*Extract to read:*

-----

Burning American Flags: Obama’s Foreign Policy Repudiated
by Barbara_Donnelly_Lane
 Politics
September 18, 2012 07:55 AM | 3058 views | 14 14 comments | 17 17 recommendations | email to a friend | print | permalink

On September 11, Embassy walls were stormed in Egypt, and the black flag of militant Islam was hoisted over what is sovereign American soil in Cairo.  An American ambassador and three of his staffers were murdered in Benghazi in what US Ambassador Susan Rice has called a “spontaneous” protest over the release of a minor movie. (Conversely, Libyan President Mohamed Magariaf has said this was a planned “criminal act” by militants.)

Since then, American flags have burned across the Middle East in countries like Pakistan where hundreds were subdued with tear gas while marching to the American Consulate in Karachi.  Protesters in Morocco, a moderate Muslim country, chanted “Death to Obama.”  In Kabul, crowds yelled, “Death to America.” 

Rocks and bottle rockets have been hurled outside the US Embassy in Jakarta where the AP recorded a protester yelling, “We will destroy America like this flag!” In Sudan riot police have had to protect the American, British and German Embassies. 

Still, Obama Press Secretary Jay Carney insists, “This is not a case of protests directed at the United States at large or at US policy, but it is in response to [a] video that is offensive to Muslims…” 

In regards to that perspective, one should note ABC News and other outlets have reported that the producer of Innocence of Muslims used an alias while promoting his film.  While he claimed to be a Jewish real estate agent, he is actually an Egyptian who raised the money for his movie in Egypt.  The American government did not fund or condone the creation of this movie mocking Islam, and the producer wasn’t even an American.  Thereby it seems the movie’s only real relationship to the United States—apart from the location where it was filmed--is the cherished American value that purports even offensive speech is free.

This creates a problem for the Obama presidency.

The Obama doctrine as demonstrated by multiple speeches and foreign policy initiatives is one that rests on the assumption that the animosity that has long radiated towards the United States was in large part a reaction to a lack of American humility, military posturing and interference in the affairs of other cultures.

-----

*Information shown:*
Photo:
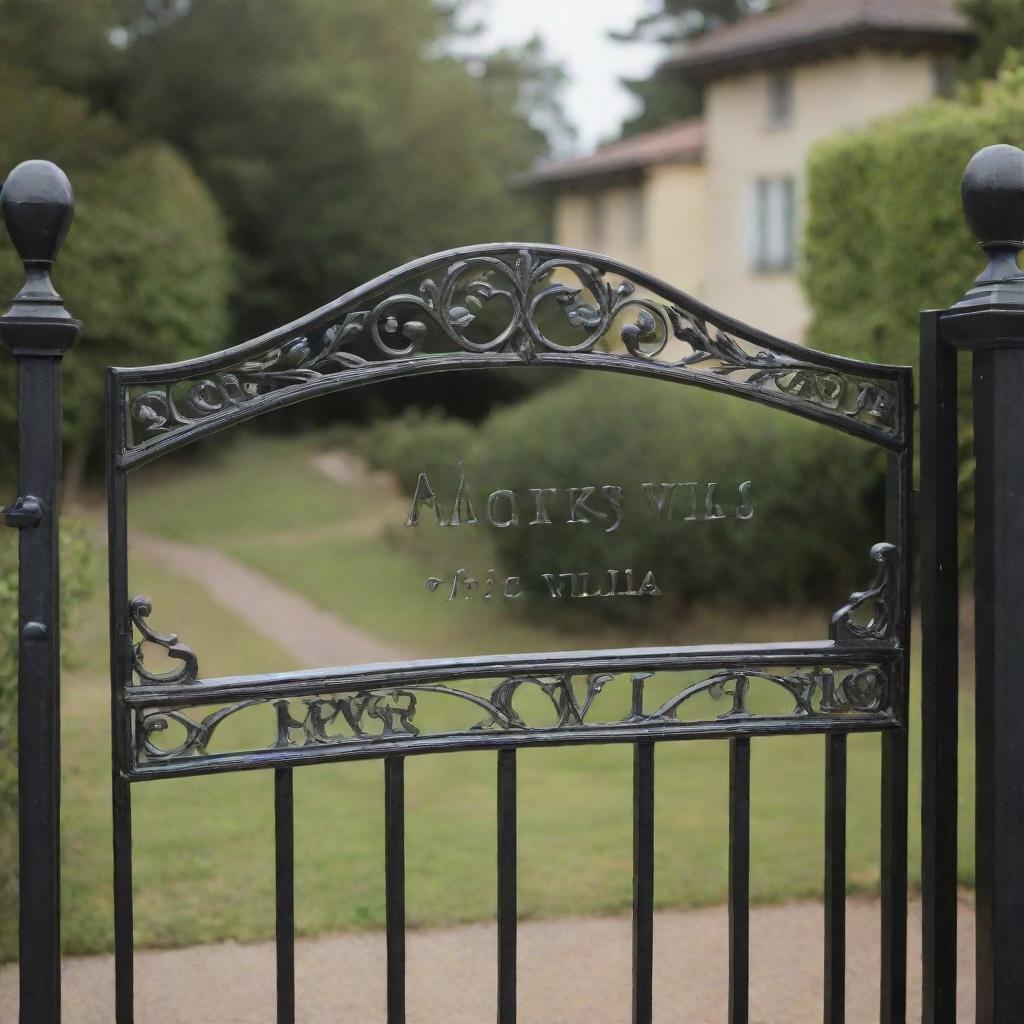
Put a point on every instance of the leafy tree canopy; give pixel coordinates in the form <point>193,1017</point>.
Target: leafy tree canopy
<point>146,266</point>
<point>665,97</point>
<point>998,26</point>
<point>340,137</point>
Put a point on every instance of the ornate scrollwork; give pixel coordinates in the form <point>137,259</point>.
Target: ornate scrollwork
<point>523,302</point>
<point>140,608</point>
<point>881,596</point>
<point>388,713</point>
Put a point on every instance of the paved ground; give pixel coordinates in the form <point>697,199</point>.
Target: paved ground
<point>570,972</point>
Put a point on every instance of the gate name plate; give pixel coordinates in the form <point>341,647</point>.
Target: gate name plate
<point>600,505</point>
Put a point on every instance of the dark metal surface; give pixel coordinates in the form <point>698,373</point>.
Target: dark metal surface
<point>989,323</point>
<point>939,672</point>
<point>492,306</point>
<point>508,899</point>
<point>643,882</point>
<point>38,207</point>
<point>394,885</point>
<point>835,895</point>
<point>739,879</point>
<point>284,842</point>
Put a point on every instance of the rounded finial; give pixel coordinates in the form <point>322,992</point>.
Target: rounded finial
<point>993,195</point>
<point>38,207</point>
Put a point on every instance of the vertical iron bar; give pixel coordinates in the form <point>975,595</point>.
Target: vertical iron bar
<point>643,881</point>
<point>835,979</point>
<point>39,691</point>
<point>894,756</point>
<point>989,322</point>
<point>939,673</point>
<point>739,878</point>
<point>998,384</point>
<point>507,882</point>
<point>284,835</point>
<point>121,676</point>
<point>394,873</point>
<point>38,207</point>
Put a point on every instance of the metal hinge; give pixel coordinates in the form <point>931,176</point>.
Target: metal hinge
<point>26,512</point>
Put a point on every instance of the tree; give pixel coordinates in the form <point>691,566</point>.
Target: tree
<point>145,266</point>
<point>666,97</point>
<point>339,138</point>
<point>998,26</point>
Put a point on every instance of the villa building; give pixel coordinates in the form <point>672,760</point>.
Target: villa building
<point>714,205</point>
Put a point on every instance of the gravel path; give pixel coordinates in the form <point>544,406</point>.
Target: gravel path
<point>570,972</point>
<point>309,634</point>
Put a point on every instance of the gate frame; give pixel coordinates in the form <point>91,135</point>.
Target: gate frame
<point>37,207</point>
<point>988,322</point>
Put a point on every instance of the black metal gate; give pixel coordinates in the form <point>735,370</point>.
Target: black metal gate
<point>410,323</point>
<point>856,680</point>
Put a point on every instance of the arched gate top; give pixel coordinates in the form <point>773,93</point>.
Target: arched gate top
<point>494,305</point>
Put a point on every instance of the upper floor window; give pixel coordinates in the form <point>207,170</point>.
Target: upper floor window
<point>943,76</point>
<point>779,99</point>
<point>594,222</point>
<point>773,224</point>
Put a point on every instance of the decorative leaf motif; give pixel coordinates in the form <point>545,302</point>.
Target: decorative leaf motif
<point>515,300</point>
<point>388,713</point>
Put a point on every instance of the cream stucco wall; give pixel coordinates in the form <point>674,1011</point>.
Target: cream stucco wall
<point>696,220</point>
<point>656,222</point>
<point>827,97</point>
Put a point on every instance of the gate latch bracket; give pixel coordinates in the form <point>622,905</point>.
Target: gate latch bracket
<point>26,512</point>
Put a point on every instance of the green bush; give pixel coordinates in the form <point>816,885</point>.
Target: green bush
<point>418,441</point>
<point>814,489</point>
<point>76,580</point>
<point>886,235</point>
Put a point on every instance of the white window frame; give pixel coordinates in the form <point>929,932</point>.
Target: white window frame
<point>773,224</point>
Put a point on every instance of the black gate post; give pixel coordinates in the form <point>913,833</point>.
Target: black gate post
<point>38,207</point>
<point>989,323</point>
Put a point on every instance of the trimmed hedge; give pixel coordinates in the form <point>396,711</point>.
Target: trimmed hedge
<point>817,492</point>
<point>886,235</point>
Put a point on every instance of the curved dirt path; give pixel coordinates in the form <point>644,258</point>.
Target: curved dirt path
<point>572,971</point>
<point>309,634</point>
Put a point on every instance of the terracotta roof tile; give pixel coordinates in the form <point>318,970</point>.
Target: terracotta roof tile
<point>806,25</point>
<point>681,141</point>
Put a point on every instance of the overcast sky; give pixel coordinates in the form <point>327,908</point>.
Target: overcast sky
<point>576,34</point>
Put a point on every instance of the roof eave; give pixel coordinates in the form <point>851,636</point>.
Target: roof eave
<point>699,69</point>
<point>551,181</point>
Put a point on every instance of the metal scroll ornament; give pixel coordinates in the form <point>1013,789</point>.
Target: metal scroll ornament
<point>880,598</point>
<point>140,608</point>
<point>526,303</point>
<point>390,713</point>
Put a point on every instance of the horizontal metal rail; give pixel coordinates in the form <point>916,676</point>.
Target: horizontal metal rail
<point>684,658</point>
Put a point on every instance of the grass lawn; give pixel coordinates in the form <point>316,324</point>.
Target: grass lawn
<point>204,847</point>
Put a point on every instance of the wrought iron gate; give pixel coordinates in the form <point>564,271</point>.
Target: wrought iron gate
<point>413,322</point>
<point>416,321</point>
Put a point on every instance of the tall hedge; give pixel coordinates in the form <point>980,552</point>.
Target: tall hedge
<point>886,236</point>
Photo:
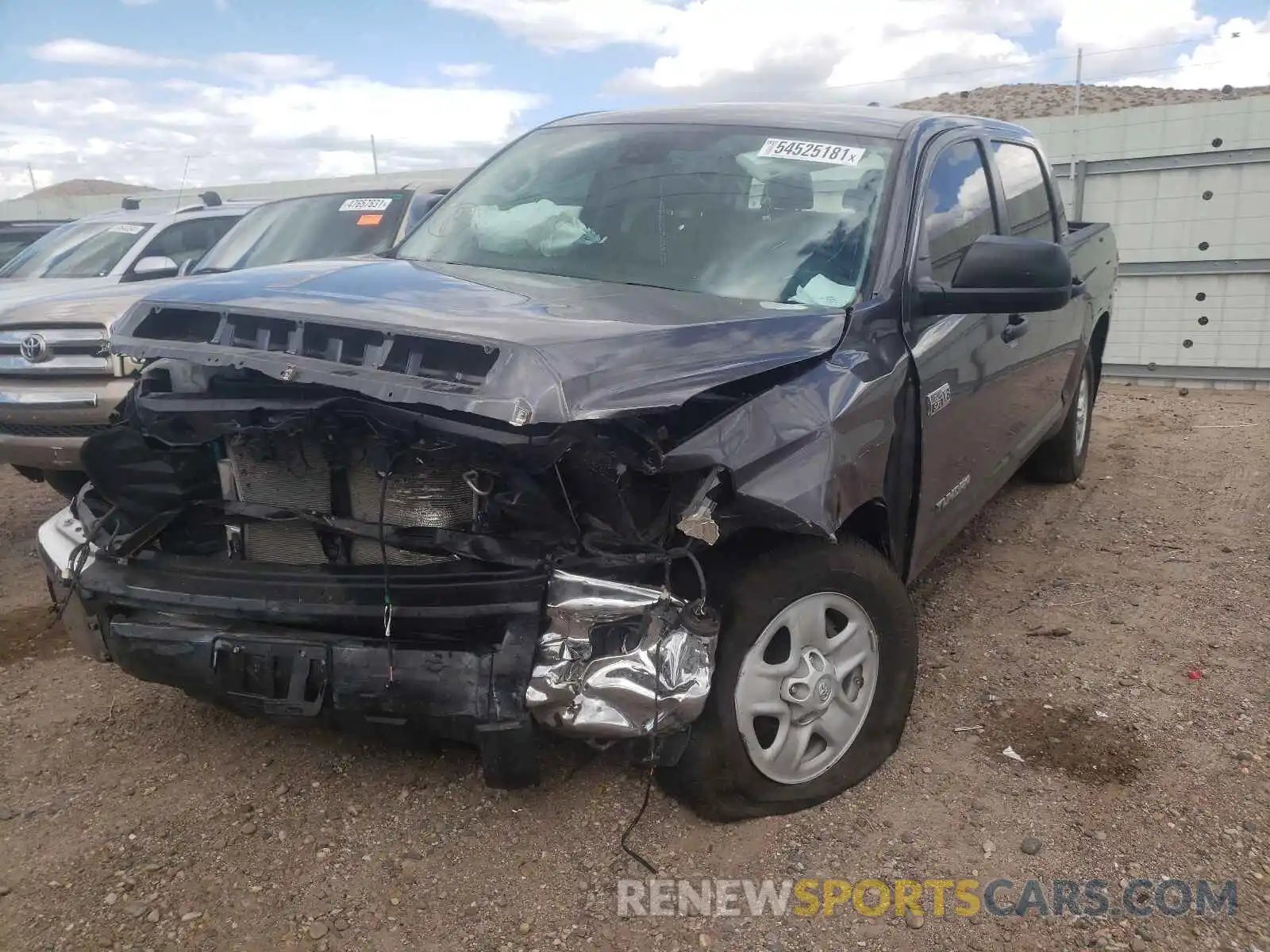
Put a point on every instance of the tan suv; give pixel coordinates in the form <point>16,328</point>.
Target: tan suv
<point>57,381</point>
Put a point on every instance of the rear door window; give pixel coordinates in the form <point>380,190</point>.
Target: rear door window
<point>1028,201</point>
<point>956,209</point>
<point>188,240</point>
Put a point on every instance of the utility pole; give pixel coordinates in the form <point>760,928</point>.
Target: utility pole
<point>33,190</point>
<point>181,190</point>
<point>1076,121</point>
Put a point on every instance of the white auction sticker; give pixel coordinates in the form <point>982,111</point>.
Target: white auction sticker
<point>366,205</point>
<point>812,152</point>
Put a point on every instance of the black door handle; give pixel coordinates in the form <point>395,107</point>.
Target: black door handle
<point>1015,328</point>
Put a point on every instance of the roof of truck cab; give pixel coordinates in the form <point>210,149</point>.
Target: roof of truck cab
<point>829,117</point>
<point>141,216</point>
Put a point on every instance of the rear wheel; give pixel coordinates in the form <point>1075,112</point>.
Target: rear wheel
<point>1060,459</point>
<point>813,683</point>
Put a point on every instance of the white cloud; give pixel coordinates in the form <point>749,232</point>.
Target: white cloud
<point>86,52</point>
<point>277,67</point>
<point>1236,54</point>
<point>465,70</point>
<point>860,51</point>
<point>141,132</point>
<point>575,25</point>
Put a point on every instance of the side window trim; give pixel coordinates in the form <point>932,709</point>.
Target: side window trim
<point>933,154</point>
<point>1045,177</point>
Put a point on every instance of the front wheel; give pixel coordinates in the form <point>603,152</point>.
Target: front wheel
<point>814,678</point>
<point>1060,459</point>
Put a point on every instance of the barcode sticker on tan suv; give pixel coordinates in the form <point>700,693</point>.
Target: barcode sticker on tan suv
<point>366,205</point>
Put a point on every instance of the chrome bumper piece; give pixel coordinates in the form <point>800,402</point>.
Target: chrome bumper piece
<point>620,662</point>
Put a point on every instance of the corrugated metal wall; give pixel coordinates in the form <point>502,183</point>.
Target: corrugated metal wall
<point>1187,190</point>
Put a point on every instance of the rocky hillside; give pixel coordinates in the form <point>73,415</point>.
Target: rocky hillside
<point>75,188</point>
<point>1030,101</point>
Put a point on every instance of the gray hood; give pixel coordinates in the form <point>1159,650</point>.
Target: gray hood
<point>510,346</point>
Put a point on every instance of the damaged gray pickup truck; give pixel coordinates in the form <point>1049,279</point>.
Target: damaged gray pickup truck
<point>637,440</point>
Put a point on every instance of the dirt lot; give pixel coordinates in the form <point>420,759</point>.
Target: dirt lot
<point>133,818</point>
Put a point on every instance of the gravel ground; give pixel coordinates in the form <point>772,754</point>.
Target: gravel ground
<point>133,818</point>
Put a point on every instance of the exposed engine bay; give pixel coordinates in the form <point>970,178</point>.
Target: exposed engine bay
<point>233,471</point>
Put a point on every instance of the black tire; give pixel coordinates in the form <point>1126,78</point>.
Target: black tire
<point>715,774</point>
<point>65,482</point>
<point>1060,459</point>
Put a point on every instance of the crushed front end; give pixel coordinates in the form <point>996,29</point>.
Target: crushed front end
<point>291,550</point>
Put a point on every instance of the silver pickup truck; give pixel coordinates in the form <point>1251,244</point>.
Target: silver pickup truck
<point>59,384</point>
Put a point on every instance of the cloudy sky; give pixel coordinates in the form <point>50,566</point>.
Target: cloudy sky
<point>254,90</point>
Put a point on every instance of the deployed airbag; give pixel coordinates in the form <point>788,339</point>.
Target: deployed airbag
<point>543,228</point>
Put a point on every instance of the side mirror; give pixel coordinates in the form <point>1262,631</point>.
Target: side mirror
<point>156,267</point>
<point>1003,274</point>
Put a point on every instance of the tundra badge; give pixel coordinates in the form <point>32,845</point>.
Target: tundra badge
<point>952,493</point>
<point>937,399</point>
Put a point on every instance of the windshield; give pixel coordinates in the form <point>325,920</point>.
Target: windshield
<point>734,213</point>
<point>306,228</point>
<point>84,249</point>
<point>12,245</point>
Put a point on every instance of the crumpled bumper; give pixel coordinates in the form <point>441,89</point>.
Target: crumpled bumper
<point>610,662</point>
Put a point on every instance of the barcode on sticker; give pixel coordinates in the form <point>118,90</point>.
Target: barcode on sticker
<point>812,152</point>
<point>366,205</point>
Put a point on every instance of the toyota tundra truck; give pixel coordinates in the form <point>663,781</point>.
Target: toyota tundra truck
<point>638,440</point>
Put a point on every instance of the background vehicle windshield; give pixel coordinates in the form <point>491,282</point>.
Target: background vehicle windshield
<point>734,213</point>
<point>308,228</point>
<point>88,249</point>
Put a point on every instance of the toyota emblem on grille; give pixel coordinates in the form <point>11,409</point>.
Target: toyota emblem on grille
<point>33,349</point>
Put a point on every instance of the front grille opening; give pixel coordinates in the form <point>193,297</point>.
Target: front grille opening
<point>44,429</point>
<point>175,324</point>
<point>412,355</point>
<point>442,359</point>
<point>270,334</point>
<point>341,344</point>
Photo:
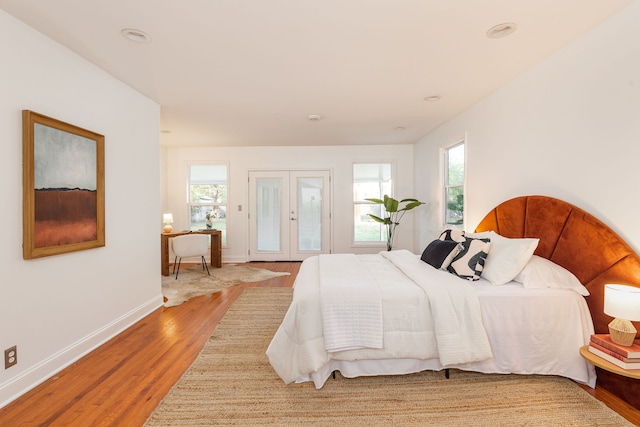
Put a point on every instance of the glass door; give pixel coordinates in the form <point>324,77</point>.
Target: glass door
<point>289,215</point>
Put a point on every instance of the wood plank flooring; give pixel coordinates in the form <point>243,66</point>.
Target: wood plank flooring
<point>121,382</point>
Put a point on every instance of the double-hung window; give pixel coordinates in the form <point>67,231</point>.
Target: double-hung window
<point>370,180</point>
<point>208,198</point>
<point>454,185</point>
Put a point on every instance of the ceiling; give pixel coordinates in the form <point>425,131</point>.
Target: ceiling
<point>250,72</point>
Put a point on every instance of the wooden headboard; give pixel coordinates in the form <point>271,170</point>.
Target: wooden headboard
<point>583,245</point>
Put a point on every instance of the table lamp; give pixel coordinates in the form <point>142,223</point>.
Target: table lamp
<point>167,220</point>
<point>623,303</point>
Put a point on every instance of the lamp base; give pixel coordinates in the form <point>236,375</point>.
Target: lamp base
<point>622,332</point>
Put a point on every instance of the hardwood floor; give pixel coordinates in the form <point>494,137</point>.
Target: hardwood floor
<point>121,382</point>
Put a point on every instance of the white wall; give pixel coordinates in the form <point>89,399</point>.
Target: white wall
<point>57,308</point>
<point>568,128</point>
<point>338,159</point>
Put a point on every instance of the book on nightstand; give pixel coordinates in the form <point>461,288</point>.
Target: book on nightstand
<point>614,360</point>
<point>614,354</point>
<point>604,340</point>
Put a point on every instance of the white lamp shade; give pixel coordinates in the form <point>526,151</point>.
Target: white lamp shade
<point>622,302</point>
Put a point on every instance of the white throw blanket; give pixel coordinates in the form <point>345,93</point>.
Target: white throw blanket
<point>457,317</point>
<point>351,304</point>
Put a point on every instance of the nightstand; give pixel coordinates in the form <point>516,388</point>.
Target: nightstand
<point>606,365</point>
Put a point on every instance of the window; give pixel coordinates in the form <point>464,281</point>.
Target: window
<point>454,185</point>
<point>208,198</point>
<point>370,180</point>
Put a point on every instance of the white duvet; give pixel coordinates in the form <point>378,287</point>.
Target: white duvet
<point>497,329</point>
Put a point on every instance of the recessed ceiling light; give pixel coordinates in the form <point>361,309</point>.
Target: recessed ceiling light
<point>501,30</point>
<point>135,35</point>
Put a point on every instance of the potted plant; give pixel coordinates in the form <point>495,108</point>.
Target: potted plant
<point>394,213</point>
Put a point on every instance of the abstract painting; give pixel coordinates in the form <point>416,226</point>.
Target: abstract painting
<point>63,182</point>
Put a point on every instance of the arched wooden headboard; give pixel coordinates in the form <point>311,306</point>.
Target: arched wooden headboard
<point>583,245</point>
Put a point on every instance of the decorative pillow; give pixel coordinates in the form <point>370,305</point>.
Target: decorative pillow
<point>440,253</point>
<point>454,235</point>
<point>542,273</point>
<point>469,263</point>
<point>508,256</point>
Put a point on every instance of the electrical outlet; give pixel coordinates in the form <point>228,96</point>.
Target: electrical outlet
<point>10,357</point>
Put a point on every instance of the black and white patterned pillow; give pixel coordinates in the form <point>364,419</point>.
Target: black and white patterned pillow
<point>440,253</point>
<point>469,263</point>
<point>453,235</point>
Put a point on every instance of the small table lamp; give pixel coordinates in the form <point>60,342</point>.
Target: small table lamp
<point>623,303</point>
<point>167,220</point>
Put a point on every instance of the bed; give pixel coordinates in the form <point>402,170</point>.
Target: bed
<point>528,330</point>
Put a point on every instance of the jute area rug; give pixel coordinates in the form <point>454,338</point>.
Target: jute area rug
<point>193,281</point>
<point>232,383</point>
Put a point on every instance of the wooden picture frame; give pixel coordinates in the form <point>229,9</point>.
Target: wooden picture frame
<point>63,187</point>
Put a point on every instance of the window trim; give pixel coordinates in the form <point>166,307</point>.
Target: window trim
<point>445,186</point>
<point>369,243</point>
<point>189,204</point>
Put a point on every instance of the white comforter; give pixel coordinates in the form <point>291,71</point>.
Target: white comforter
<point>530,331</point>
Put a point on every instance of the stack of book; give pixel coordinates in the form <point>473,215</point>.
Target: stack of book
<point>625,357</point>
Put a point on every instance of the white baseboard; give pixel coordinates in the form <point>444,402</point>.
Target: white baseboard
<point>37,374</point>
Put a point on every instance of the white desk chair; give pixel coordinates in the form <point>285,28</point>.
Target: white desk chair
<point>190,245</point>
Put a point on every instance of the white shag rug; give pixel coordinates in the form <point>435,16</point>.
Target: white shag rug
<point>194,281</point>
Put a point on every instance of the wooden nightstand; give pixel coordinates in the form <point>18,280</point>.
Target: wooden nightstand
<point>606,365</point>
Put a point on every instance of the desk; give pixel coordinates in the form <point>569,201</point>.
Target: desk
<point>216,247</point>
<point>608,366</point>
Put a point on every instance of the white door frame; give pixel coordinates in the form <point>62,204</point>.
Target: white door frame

-----

*Written tasks:*
#1 Gather every line of the entries that contains the word "ornate".
#2 Pick up the article about the embassy protests after its final sentence and keep writing it.
The article about the embassy protests has no connection to the entries.

*Answers provided:*
#1
Put a point on every instance of the ornate scrollwork; give pixel coordinates in the form <point>137,259</point>.
Target: ornate scrollwork

#2
Yet after four years of a recalibrated relationship with the Middle East, a video has caused radical Islamists to yell such niceties as “Obama, we love Osama” and “Our dead are in paradise; your dead are in hell.” 

Were such things said in a remote outpost of the Hindu Kush where radicalized sheepherders with Internet access are unable to differentiate You Tube videos from American endorsed positions? 

Actually, the “Obama, we love Osama” folks were gathered in Sydney, Australia.  The Sydney Morning Herald, the Herald Sun, and ABC News Australia reported police used batons and dog squads to repel the five-hour long protest conducted by violent radicals wearing Arabic scripted headbands that read, “We are your soldiers, Mohammed.” 

In fact, while still in the “peaceful” stages of assembly, children were photographed holding signs that said, “Behead all those who insult the prophet.” 

This gives pause for reflection.

Let’s assume that all of these protests really are the result of a movie. 

Does Western culture condone the beheading of producers?  Obviously not, so what can the United States do to appease Islamic fascists?  Disavow such films?  Stop them from being made?

To think about what this really means in the context of our own values, put aside for the moment a silly film produced by a fringe Egyptian for nefarious purposes. 

If an author like Salman Rushdie is ever murdered and wider protests erupt around the globe because of his writing, should the United States respond by tweeting that Americans repudiate Rushdie’s highly acclaimed work? 

If not, one has to consider the broader implications of how the Obama administration has handled the violent—and not isolated—reactions to a remote film. 

Is it okay to continue to propagate the idea that insanely intolerant people have a reason to be mad?  How do Americans live peacefully with extremists who are alive, well, and so easily agitated despite President Obama’s “lead from behind” foreign policies?  (This was the description an Obama adviser gave to The New Yorker of the president’s approach to the Arab Spring.) 

It would be refreshing if someone seemed even remotely interested in analyzing what this crisis actually says about American security around the globe. 

After all, the Commander-in-Chief’s primary duty is not to protect the feelings of fanatics.  It’s to engage in policies that protect the people of the United States.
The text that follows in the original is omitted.